* _The request_: In the entries below, substitute "Target description" for every occurrence of "Object query" and leave all other text unchanged.

* _Rows of box annotation data_:
- - - - - - -

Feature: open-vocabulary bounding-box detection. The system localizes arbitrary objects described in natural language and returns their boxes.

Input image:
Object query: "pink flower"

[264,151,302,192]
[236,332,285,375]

- - - - - - -

* _Reply_:
Feature: open-vocabulary bounding-box detection. The system localizes arbitrary objects described in natural language and returns their boxes.

Input image:
Target description: "pink flower"

[264,151,302,192]
[236,332,285,375]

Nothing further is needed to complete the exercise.